#### [REQUIREMENT]
Transcribe, word for word, the line containing "Shelf-audit tagging: put a marker on the striped" and each line following it through the end of the listing below. Omit all other lines.

#### [THE DATA]
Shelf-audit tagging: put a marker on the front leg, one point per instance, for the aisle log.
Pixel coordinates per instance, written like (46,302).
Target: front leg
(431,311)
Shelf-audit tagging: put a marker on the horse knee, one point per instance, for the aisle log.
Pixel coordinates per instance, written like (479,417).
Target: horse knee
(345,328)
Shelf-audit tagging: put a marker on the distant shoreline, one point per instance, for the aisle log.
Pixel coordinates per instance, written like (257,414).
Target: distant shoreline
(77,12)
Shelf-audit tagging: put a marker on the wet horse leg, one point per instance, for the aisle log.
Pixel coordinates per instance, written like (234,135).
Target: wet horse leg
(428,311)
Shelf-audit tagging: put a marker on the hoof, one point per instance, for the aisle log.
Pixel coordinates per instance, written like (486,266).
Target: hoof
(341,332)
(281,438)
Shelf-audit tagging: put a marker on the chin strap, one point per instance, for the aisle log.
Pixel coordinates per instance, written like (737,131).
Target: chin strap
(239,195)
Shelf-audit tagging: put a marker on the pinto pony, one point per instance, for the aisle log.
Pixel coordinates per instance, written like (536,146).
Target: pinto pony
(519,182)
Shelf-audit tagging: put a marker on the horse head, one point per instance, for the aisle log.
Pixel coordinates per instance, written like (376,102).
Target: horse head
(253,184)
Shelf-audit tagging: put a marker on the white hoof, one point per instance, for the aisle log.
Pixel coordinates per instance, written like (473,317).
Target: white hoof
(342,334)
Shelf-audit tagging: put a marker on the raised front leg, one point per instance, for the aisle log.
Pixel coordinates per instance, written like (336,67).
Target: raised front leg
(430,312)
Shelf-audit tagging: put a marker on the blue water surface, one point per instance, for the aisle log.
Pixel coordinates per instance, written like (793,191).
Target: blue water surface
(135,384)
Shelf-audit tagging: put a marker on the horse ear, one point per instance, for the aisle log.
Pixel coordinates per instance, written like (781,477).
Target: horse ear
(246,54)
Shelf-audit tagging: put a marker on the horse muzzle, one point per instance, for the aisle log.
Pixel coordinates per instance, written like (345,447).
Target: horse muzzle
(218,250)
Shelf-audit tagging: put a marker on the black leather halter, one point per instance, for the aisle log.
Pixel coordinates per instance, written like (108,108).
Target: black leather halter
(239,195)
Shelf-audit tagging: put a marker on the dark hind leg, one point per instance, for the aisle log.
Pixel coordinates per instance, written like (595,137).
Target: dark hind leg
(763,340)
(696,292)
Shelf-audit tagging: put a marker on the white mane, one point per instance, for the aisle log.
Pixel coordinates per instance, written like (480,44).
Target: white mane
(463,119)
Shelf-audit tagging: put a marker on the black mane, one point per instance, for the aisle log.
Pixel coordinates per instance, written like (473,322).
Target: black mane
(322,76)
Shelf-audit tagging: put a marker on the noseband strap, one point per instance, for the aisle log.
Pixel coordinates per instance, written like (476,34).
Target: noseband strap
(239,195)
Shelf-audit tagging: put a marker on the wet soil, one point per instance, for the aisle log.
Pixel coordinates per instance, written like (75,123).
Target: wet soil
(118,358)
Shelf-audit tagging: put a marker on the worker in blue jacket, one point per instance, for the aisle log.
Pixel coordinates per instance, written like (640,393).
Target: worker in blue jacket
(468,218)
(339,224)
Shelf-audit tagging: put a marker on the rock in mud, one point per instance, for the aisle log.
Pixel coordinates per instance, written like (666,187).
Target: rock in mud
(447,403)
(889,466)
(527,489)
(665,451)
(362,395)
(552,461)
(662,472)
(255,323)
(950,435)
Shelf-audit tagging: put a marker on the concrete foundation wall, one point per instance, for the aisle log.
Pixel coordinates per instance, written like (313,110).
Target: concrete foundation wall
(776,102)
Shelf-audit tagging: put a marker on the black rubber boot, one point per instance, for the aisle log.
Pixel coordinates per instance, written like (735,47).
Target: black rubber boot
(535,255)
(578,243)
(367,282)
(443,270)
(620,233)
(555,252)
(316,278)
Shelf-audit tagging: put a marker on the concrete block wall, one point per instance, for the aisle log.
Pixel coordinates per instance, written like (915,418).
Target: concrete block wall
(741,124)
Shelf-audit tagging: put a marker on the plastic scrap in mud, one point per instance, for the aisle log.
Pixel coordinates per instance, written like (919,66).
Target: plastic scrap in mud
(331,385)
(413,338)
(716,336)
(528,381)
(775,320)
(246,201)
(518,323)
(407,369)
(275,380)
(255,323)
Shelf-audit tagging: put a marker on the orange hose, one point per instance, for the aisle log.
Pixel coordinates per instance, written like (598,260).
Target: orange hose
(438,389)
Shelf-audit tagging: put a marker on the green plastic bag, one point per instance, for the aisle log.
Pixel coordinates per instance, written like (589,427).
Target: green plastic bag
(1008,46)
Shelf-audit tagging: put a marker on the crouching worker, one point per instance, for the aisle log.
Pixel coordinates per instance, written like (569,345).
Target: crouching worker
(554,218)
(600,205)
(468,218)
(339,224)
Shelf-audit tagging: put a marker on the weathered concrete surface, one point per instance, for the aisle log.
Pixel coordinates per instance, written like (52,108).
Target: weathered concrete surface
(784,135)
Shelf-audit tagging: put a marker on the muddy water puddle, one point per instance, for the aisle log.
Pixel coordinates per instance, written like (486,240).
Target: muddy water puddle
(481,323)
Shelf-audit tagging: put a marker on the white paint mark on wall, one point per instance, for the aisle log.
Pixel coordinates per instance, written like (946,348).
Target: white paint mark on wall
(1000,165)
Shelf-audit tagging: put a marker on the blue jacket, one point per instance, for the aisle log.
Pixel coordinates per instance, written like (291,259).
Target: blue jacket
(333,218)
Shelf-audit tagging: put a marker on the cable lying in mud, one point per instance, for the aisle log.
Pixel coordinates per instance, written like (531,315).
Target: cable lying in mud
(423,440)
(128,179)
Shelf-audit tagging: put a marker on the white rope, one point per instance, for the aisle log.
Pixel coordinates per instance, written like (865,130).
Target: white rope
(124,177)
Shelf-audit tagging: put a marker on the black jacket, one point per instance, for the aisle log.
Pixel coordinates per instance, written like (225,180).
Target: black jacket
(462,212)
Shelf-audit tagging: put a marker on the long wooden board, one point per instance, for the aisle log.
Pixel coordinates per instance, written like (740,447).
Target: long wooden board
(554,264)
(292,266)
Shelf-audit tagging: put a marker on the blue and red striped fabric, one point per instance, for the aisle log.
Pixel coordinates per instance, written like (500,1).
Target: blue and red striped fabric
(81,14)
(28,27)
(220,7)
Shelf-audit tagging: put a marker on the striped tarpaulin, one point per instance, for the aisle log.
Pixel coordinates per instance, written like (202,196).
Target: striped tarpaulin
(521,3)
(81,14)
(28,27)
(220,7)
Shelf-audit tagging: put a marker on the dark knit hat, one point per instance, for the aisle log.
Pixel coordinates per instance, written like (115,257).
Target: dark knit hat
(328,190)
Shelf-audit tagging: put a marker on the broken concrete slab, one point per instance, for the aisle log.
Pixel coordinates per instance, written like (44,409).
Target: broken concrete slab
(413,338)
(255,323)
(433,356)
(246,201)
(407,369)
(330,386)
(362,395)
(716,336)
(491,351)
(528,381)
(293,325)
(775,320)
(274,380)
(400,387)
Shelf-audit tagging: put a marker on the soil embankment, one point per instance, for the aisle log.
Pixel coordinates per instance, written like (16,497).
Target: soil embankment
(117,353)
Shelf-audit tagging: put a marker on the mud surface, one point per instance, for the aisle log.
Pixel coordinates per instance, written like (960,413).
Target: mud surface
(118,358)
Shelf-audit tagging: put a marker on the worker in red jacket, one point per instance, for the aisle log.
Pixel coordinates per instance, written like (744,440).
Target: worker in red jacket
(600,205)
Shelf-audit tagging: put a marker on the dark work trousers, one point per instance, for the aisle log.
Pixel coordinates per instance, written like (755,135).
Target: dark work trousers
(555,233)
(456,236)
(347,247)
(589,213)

#### [WORKED ANSWER]
Shelf-audit tagging: put a marker on the striped tarpaulin, one point per instance, for the aisle log.
Pixel coordinates per instance, written like (202,196).
Target: striped tarpaulin
(521,3)
(81,14)
(28,27)
(220,7)
Shelf-audit tagging: put a marker on the dark knit hat, one point per instance, for the aisle log.
Pixel coordinates per instance, written like (115,257).
Target: dark knit hat
(328,190)
Shelf-audit tagging: put a marker on the broken concrete slab, one point per instance, for the aisle log.
Pixel coordinates per instance, written like (44,409).
Target: broken concrete slab
(413,338)
(255,323)
(433,356)
(246,201)
(407,369)
(330,386)
(362,395)
(716,336)
(491,351)
(528,381)
(293,325)
(775,320)
(274,380)
(400,387)
Shelf-audit tagging: put a marker on the soil embankment, one point per instance, for the aisle log.
Pixel coordinates per instance, written like (16,497).
Target: soil embankment
(117,353)
Shelf-audit tagging: put a marker on the mud surface, one point per instance, for the aisle log.
Pixel coordinates per instance, written like (960,413).
Target: mud surface
(118,358)
Shelf-audit tagging: put a marker on the worker in red jacket, one point per instance, for the aisle log.
Pixel coordinates per instance, written like (744,440).
Target: worker in red jacket
(600,205)
Shelf-audit tagging: put a marker on the dark work trousers, one point per instance, for the aisle log.
Pixel coordinates per instance, written like (755,135).
Target: dark work trousers
(555,233)
(456,236)
(347,247)
(589,213)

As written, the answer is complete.